:: Source text ::
Table 2: Description of uniprocessor traces used during simula-

|        | no. of references |        |         | compulsory    |
|--------|-------------------|--------|---------|---------------|
| trace  | u                 | unique | total   | miss rate (%) |
| LISP0  | 392               | 1,789  | 262,760 | 0.6808        |
| DEC0.1 | 463               | 2,418  | 334,775 | 0.7223        |
| SPIC0  | 740               | 2,834  | 358,168 | 0.7912        |
| IVEX0  | 774               | 11,087 | 307,172 | 3.6097        |
| FORL0  | 826               | 6,787  | 314,110 | 2.1607        |
| MUL6.0 |                   | 5,267  | 400,698 | 1.3145        |

Table 3: Number of references (both instructions and data) and compulsory miss rate for each of the address traces simulated. The block size for measuring u and unique is set to 16 bytes (four words).

## 5.2 Simulator and Trace Descriptions

We wrote trace-driven simulators for direct-mapped, setassociative, victim, hash-rehash, and column-associative caches. Multiprogrammed simulations assume that a process identifier is associated with each reference to distinguish between the data of different processes. All caches are assumed to be combined instruction and data caches.

The traces used in this study come from the ATUM experiment of Sites and Agarwal [14]. The ATUM traces comprise realistic workloads and include both operating system and multiprogramming activity. The five uniprocessor traces, derived from large programs running under VMS, are described in Table 2. We also use a multiprogramming trace called MUL6.0, which includes activity from six processes including a FORTRAN compile, a directory search, and a microcode address allocator. Each trace length is on the order of a half million references. We believe these lengths are adequate for our purposes, since we explicitly subtract the number of first-time misses and present the percentage of interference misses removed, and because it is possible to differentiate the performance of the various caching methods without resorting to measurement methods that yield cache miss rates with a degree of accuracy exceeding the first or second decimal place. The compulsory miss rates and other parameters for these traces are listed in Table 3. In the table, u is the average number of unique blocks in 10,000 reference windows, while unique is the total number of unique blocks in the entire trace.

# 5.3 Measurements and Analysis

In this section, the results of the trace-driven simulations are plotted and interpreted. Before introducing the plots, a few of their features must be explained. If the miss rate of a cache happens to be worse than that of a direct-mapped cache for the particular cache size, as is occasionally the case for a hash-rehash cache, then the percentage

of interference misses removed becomes a negative quantity. On the graph, this is instead indicated by a point at zero percent.<sup>4</sup>

The victim cache size has been set to 16 entries. This is based on simulation data which suggests that the removal of conflicts quickly saturates beyond this size. In addition, remember that each victim-cache entry is a complete cache line, storing the tag, status bits, and the data block, which contains four words in these simulations.
:::
:: Material ::
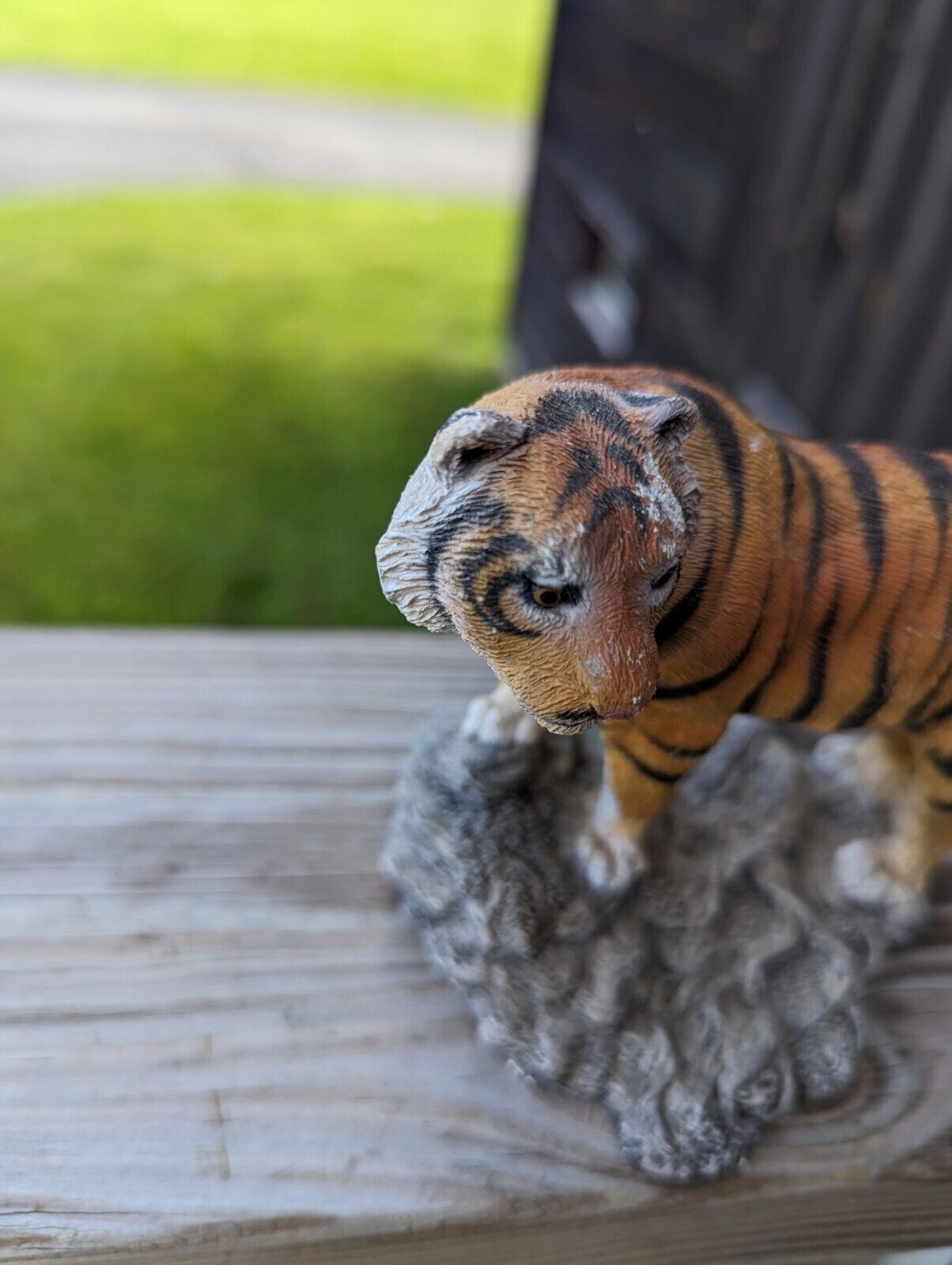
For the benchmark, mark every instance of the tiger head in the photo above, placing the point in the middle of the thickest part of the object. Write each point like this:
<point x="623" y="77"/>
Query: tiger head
<point x="547" y="524"/>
:::
## Exercise requirements:
A. From the cache simulation text, quote the passage that begins at the words "of interference misses removed becomes" and ends after the words "in these simulations.".
B. According to the cache simulation text, what size is the victim cache set to?

## Answers per task:
A.
of interference misses removed becomes a negative quantity. On the graph, this is instead indicated by a point at zero percent.<sup>4</sup>

The victim cache size has been set to 16 entries. This is based on simulation data which suggests that the removal of conflicts quickly saturates beyond this size. In addition, remember that each victim-cache entry is a complete cache line, storing the tag, status bits, and the data block, which contains four words in these simulations.

B. 16 entries.